### Problem statement:
How many lines of the records below contain the string "autumn"? Treat case as significant, and reply with the number only.

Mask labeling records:
───

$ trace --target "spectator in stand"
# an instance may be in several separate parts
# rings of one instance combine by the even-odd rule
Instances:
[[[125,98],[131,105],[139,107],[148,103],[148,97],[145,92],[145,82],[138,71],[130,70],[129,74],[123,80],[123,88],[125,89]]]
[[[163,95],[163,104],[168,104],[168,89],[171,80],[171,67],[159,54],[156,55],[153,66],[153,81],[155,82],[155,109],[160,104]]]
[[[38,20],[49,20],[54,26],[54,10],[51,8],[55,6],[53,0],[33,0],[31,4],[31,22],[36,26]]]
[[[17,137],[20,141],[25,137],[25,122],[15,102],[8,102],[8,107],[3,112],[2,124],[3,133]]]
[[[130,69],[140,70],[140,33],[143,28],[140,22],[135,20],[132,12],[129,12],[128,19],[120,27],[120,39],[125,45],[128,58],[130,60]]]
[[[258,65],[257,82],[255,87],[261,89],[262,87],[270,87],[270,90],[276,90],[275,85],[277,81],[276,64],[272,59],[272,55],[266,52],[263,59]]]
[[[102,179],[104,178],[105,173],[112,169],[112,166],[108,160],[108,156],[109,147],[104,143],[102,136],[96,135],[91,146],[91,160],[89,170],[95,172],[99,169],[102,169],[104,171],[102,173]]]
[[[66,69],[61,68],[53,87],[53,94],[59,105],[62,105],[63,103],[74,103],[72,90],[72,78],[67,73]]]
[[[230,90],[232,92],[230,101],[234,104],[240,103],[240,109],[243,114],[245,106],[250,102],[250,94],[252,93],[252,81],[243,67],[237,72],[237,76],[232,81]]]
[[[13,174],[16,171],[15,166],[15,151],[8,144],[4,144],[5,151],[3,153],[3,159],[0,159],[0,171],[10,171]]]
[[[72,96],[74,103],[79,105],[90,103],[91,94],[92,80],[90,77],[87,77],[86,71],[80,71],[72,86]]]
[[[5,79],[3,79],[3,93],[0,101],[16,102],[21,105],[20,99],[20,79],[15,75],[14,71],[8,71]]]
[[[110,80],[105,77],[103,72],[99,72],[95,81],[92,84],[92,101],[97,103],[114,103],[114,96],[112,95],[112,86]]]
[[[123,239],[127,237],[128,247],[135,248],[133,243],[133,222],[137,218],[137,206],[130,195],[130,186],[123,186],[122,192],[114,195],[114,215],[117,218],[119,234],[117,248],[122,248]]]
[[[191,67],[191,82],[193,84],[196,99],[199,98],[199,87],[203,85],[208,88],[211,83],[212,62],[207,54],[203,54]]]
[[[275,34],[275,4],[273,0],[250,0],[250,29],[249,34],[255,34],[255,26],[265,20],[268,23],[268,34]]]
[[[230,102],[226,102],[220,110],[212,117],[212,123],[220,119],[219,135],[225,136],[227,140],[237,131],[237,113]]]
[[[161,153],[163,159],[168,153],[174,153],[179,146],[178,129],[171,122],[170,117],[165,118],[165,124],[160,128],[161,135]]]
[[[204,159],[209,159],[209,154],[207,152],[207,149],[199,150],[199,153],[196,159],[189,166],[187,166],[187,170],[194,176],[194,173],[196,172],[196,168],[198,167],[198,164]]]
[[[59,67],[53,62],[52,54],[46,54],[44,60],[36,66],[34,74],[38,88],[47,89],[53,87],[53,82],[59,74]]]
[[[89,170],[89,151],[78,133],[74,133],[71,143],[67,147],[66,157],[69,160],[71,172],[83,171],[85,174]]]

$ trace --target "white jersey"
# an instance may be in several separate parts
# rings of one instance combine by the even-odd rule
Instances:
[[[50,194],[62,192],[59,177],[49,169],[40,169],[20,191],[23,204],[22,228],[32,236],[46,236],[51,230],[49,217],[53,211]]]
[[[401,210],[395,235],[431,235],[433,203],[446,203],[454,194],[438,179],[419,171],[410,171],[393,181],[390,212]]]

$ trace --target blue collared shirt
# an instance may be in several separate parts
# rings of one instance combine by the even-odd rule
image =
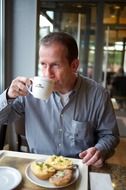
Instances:
[[[58,93],[46,101],[31,94],[7,102],[0,96],[0,123],[25,115],[26,138],[31,152],[78,157],[95,146],[104,155],[119,142],[115,113],[106,89],[93,80],[78,76],[63,106]]]

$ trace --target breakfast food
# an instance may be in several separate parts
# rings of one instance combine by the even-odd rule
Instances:
[[[68,159],[64,156],[50,156],[45,163],[49,164],[56,170],[65,170],[65,169],[72,169],[73,162],[71,159]]]
[[[67,185],[73,176],[71,169],[59,170],[52,177],[49,178],[49,182],[56,186]]]
[[[51,177],[56,172],[52,166],[42,161],[32,162],[31,171],[36,177],[43,180],[49,179],[49,177]]]
[[[30,165],[32,173],[41,180],[48,180],[55,186],[69,184],[75,167],[71,159],[64,156],[49,156],[45,161],[35,160]]]

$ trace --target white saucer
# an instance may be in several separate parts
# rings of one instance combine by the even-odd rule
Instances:
[[[22,180],[20,172],[12,167],[0,166],[0,190],[17,187]]]

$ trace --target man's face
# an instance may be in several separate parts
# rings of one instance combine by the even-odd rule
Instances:
[[[71,64],[67,59],[67,50],[60,43],[49,46],[40,46],[39,61],[41,64],[42,75],[55,81],[54,91],[66,93],[72,89],[78,67],[78,60]]]

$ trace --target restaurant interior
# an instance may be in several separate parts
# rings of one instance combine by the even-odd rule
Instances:
[[[107,163],[118,165],[118,171],[114,169],[118,175],[126,173],[125,0],[1,0],[0,3],[0,93],[16,76],[41,75],[38,47],[42,37],[53,31],[70,33],[79,48],[78,72],[110,92],[120,143]],[[24,120],[20,120],[12,127],[0,126],[1,150],[29,151],[23,125]],[[123,179],[125,183],[122,180],[118,186],[113,182],[114,190],[125,189],[126,174]]]

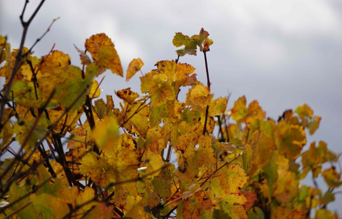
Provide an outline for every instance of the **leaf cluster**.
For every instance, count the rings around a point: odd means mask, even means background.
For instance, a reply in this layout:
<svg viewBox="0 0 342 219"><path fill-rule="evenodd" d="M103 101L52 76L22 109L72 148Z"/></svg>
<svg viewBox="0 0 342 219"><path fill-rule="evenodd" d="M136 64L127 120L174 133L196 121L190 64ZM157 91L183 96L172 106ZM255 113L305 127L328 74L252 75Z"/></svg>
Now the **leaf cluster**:
<svg viewBox="0 0 342 219"><path fill-rule="evenodd" d="M85 52L76 47L81 67L58 50L40 58L23 46L11 50L0 36L0 149L1 157L13 155L0 166L0 217L341 218L326 208L341 193L340 155L322 141L305 148L321 117L303 104L278 120L266 119L244 96L227 109L229 97L214 99L210 90L208 36L202 28L173 40L184 46L180 56L196 55L199 47L207 86L179 56L143 74L140 91L116 92L121 101L115 104L112 96L100 98L101 81L95 79L107 69L123 76L105 34L87 39ZM133 59L126 80L143 65ZM300 184L309 172L328 189Z"/></svg>

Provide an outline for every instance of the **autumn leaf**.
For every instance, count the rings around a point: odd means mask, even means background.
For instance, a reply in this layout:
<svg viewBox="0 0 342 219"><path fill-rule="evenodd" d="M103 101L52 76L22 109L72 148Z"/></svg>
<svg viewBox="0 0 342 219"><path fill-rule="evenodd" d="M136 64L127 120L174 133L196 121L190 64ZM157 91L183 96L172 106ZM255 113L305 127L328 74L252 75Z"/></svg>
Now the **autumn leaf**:
<svg viewBox="0 0 342 219"><path fill-rule="evenodd" d="M115 92L115 94L118 98L123 100L130 104L133 103L135 100L139 97L139 95L132 91L130 87L119 90Z"/></svg>
<svg viewBox="0 0 342 219"><path fill-rule="evenodd" d="M227 102L228 100L226 98L220 98L211 100L208 116L214 117L224 113L227 108Z"/></svg>
<svg viewBox="0 0 342 219"><path fill-rule="evenodd" d="M104 33L92 36L85 41L85 48L97 65L123 77L121 61L112 40Z"/></svg>
<svg viewBox="0 0 342 219"><path fill-rule="evenodd" d="M342 185L342 181L340 180L341 175L336 171L334 167L330 167L324 170L322 173L324 181L331 188L338 187Z"/></svg>

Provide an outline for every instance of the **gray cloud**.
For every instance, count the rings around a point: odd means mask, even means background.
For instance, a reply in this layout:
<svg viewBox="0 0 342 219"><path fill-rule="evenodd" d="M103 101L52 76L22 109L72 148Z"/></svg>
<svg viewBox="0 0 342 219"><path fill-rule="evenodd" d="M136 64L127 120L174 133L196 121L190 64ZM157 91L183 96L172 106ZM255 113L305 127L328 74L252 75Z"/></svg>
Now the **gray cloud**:
<svg viewBox="0 0 342 219"><path fill-rule="evenodd" d="M30 1L27 15L38 2ZM7 35L17 48L22 5L9 0L0 4L0 34ZM285 109L306 103L322 117L309 142L323 139L341 152L342 11L342 3L337 0L48 0L29 29L26 44L32 45L60 16L35 48L38 56L48 52L55 42L56 49L69 54L72 62L79 65L73 44L82 49L86 38L104 32L115 41L124 70L132 59L140 57L146 73L157 61L177 57L172 44L175 32L192 35L204 27L214 42L208 59L216 97L232 91L232 106L245 95L247 101L258 100L267 116L276 119ZM201 55L182 57L180 61L196 67L199 78L205 81ZM126 83L109 72L105 75L102 95L128 87L138 91L137 76ZM337 198L332 209L342 201Z"/></svg>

───

### Result of the task:
2